(RECORDS SUPPLIED)
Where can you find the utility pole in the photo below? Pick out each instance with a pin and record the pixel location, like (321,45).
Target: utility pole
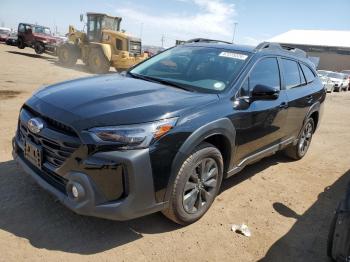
(163,39)
(234,32)
(141,30)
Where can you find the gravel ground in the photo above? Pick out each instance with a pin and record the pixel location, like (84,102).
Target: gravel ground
(287,205)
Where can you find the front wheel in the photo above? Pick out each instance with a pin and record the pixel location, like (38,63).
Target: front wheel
(299,150)
(196,185)
(20,43)
(39,48)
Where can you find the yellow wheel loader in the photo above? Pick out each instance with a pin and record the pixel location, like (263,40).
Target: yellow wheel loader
(102,46)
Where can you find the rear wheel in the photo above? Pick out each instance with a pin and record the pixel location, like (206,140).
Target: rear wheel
(67,55)
(299,150)
(196,185)
(20,43)
(97,61)
(39,48)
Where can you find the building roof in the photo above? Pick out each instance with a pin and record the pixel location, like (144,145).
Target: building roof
(End RECORDS SUPPLIED)
Could you set down every entry again exactly as written, leaving out any pictures?

§ **THE ANSWER**
Where can you find the utility pole in the photo below? Pick out each instance with a pin and record the pixel location, like (321,45).
Target: utility pole
(163,39)
(234,32)
(141,30)
Where can you find the gravel ground in the photo above? Pick out each instance with a pin and record the pixel location, like (84,102).
Target: gravel ground
(287,205)
Where can you find the front wheel in the photo above? Pick out each instance with a pin and record the pixel location, like (38,63).
Target: front wheel
(299,150)
(196,185)
(20,43)
(39,48)
Where can you find the yellow wheel loader in the photo above? Pick out each instance with a pin and record the pixel location, like (263,40).
Target: yellow wheel loader
(102,46)
Where can you find the rear wheel in the photo above? Pick out each instance with a pin and record the pixel location, like (206,140).
Target: rear wheel
(67,55)
(299,150)
(196,185)
(20,43)
(97,61)
(39,48)
Where can you find the building roof in the photo above? Pick out each instance with a pin and record the pixel location, like (144,145).
Target: building roof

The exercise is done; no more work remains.